Material provided:
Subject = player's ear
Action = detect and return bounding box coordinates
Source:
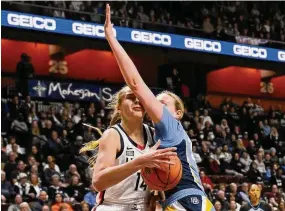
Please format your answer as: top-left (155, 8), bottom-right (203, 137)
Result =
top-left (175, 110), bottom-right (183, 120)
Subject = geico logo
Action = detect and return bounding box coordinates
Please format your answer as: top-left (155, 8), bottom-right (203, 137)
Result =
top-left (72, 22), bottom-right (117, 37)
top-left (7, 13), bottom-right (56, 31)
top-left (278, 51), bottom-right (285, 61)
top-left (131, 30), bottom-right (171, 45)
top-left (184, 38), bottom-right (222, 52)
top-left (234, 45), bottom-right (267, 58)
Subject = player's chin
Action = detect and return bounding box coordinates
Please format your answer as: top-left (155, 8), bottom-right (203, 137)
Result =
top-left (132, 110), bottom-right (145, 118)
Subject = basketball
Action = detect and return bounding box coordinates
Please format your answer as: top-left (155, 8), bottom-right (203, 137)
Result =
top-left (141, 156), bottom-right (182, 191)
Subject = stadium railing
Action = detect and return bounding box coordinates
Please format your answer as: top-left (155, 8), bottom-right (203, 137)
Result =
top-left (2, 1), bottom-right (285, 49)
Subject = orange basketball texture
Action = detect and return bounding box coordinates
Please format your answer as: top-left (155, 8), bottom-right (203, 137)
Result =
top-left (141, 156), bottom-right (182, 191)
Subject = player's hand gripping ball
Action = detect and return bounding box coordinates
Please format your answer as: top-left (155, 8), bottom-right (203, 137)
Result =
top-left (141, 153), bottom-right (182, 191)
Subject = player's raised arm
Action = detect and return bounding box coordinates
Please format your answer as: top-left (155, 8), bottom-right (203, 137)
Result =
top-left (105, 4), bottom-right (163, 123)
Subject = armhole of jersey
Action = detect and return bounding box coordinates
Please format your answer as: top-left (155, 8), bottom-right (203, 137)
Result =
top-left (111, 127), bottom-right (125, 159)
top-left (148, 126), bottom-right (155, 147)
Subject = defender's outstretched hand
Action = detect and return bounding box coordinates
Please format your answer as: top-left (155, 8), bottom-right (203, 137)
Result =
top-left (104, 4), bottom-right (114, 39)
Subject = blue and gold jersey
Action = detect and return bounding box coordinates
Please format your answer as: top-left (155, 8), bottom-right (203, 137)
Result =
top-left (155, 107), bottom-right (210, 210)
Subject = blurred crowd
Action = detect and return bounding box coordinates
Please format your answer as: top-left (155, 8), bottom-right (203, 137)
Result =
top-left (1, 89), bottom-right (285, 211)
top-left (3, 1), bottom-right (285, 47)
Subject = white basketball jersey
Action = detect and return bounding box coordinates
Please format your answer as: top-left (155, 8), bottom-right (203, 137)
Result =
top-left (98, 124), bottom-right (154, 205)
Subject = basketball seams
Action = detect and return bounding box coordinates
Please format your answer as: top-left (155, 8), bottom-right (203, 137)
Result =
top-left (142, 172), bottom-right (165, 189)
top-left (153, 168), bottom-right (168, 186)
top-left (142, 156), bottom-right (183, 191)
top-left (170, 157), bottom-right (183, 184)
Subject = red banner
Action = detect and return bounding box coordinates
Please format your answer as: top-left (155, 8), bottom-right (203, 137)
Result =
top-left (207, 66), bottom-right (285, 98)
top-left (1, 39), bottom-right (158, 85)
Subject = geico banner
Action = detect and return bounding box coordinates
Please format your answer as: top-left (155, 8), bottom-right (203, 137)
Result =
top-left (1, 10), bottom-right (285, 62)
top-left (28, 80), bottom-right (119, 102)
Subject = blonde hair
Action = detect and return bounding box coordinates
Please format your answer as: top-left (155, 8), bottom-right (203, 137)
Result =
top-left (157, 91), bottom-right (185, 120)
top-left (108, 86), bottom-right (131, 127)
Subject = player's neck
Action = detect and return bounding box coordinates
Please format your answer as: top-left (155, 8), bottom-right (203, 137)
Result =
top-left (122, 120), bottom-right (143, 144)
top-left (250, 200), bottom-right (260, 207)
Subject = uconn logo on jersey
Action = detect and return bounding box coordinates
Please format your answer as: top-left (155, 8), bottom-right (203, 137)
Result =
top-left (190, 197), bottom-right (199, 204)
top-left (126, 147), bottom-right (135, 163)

...

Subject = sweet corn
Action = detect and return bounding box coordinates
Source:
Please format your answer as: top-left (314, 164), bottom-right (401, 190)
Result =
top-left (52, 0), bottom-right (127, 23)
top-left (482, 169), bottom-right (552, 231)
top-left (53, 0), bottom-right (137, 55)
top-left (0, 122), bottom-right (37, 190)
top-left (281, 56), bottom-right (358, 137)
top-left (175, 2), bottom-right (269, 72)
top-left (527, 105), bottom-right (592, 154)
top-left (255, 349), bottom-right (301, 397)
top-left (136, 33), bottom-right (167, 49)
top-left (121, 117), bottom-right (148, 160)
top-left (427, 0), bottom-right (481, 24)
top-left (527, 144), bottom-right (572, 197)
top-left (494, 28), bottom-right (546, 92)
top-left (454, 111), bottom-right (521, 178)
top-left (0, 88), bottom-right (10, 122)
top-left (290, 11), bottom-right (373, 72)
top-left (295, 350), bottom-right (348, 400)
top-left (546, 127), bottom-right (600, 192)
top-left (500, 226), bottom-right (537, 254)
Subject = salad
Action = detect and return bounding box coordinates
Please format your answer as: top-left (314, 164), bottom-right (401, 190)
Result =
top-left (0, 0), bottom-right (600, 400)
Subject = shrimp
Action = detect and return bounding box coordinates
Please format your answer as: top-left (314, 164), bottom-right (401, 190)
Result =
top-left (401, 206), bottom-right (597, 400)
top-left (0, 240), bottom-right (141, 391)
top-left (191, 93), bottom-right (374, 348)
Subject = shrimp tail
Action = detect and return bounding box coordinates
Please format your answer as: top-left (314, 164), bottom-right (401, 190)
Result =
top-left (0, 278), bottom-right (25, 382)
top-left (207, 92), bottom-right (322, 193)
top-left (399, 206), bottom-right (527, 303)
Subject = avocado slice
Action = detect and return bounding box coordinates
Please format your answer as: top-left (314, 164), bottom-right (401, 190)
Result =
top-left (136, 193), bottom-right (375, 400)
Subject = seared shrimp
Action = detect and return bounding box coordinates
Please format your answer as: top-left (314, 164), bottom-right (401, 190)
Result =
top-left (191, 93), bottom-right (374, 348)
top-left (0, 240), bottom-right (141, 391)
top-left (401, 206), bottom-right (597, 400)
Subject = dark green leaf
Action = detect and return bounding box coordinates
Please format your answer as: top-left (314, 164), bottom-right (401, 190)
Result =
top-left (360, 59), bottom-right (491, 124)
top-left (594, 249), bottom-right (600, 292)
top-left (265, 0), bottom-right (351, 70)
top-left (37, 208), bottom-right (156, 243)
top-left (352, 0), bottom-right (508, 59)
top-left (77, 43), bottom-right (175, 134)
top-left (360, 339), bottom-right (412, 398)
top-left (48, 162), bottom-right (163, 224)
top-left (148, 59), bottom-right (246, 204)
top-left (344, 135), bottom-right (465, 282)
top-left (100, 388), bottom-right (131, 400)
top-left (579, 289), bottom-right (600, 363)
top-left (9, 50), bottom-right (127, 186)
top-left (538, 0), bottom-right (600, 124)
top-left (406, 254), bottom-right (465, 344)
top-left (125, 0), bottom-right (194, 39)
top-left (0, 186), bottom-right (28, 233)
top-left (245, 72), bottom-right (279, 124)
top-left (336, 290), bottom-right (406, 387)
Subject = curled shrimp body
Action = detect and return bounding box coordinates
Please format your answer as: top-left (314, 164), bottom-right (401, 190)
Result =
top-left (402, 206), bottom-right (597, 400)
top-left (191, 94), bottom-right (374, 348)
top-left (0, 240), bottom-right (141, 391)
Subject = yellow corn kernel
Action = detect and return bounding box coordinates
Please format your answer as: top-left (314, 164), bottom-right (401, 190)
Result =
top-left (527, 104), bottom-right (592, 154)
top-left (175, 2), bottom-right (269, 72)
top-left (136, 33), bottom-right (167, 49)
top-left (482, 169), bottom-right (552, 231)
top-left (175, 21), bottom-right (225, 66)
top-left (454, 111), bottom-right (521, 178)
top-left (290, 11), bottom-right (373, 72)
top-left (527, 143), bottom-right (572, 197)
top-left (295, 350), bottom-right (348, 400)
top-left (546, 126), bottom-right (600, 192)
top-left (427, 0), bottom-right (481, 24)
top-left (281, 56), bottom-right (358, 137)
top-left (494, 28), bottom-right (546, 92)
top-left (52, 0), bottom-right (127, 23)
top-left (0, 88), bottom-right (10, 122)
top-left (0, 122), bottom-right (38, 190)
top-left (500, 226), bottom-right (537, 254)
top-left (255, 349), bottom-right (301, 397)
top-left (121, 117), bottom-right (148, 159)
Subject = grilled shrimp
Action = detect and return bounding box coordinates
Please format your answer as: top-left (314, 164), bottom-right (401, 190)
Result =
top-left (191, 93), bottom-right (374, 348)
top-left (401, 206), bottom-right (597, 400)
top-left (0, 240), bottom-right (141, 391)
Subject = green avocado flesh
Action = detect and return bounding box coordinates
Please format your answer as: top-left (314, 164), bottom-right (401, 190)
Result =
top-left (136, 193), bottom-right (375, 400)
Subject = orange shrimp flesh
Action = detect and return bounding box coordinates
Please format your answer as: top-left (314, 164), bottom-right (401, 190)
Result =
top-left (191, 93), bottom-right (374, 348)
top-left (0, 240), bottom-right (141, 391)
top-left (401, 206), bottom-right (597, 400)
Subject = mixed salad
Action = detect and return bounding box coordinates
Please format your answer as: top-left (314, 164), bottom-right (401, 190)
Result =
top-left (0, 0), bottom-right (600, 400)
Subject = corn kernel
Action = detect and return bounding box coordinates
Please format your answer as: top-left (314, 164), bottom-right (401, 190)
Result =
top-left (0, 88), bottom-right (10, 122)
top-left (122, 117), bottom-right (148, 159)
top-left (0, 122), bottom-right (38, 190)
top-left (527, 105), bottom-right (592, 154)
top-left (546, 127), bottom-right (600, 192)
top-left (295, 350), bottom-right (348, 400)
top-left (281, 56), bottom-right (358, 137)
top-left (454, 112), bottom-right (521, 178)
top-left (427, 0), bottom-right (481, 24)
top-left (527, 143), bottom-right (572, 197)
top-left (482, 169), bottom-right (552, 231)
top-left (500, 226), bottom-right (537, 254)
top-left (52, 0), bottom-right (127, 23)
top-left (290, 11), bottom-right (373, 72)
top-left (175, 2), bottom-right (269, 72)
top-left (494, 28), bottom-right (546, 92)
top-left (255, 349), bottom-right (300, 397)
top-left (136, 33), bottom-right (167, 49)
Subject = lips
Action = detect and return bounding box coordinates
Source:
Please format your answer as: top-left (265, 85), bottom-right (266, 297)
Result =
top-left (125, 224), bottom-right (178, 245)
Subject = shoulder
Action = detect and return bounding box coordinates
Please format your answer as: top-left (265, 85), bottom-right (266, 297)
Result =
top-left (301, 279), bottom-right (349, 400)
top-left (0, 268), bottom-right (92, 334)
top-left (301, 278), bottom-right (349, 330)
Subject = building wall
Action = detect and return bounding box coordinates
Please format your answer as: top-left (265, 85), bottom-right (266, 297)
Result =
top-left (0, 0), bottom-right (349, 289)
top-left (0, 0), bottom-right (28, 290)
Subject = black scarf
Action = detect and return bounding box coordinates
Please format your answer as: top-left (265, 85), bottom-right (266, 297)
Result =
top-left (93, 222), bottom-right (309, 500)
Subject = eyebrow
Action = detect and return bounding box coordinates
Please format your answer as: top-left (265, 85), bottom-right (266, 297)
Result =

Set task:
Filter the records above and copy out every line that contains the word "kernel". Case counts.

Reply:
Subject = yellow corn kernel
Subject = corn kernel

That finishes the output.